*O que fazer*. Resuma em duas frases o texto sobre gordofobia.

*Documento de origem*.
É comum que pessoas gordas sofram constrangimentos públicos. Quando estão comendo, muitas recebem comentários invasivos e de desaprovação, como se não pudessem e não devessem se alimentar. Além disso, acabam enfrentando dificuldades no que diz respeito à acessibilidade, já que a maioria dos assentos e ambientes não é pensado para elas. Na prática, desde a cultura das dietas irresponsáveis até o padrão magro de beleza, tudo se reflete em situações palpáveis que realmente prejudicam a vida de quem é gordo.
No entanto, as dificuldades enfrentadas não se limitam aos tamanhos pequenos das roupas ou cadeiras frágeis dos estabelecimentos. Em muitos casos, a gordofobia está intimamente associada à misoginia e se torna a principal motivação por trás de outros tipos de violência contra mulheres. A estudante universitária Nathália Vargas*, de 24 anos, conta que sofreu muitos tipos de violência por ser gorda. “Cresci ouvindo piadinhas, recebendo apelidos, essas coisas que todo mundo que sempre foi gordo sabe bem como é, mas a pior agressão que sofri foi um estupro”, conta.
Vargas relata que estava participando de uma comemoração da faculdade com seus amigos, se sentindo feliz enquanto dançava a noite inteira, quando chegou a hora de ir embora. Ela esperava um táxi que havia chamado pelo celular quando um colega parou o carro e ofereceu uma carona.
“Conhecia aquele cara há pelo menos dois anos, sempre nos falávamos na faculdade”, explica. “Mas ele parou o carro em um lugar escuro e deserto, travou as portas e disse que eu precisava mudar minhas atitudes, que precisava emagrecer ou parar de ‘balançar as minhas banhas’ na frente das pessoas”. Vargas ainda salienta que ele não estava bêbado e parecia muito calmo, mas não gostou da reação que a estudante teve. “Quando eu disse que ele era um idiota por me falar aquelas coisas, ele me deu um murro no nariz e falou que ia me ‘foder’ porque eu era gorda e nojenta. Ele me estuprou porque eu sou gorda”, diz Vargas abalada.
O que aconteceu nos dias após o estupro também é considerado por Nathália Vargas como reflexo da gordofobia que o colega manifestou. “Contei para outras amigas e todas duvidaram do que aconteceu. Chegaram a me falar que ele só estava afim de mim e tinha vergonha de assumir. Transferi o curso de faculdade, porque não poderia conviver com pessoas que chamaram o estupro que sofri de interesse romântico reprimido”, protesta.

Registros do conjunto de dados de anotação de pontos:
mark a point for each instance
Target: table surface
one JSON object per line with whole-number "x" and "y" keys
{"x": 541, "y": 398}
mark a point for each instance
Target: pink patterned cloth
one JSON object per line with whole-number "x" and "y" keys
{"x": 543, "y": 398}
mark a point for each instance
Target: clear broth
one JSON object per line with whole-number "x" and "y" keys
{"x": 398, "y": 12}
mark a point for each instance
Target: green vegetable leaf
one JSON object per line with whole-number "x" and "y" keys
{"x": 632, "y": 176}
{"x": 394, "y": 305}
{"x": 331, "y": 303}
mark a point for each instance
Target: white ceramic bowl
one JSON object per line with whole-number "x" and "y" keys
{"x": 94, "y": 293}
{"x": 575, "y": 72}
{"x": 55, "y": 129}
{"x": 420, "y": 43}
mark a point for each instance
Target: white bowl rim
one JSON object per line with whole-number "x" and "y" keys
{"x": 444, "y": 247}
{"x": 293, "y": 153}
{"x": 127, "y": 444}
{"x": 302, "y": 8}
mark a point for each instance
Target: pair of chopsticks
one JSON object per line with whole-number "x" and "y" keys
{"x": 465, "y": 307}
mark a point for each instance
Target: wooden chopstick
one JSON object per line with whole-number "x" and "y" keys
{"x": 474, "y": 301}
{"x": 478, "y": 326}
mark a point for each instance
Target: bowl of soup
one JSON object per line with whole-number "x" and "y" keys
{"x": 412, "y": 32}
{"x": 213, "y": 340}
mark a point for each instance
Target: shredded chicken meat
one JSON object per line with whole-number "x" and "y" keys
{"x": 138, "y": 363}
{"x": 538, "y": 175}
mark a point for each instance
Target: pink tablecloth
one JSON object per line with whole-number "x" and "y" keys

*Resposta da tarefa*. Pessoas gordas costumam sofrer constrangimentos públicos, como comentários de desaprovação quando comem e falta de acessibilidade, e em muitos casos a gordofobia está associada à misoginia e motiva outros tipos de violência contra mulheres. A estudante Nathália Vargas relata que foi estuprada por um colega que lhe ofereceu carona e a insultou por ser gorda, e que depois transferiu o curso porque as amigas duvidaram do que aconteceu.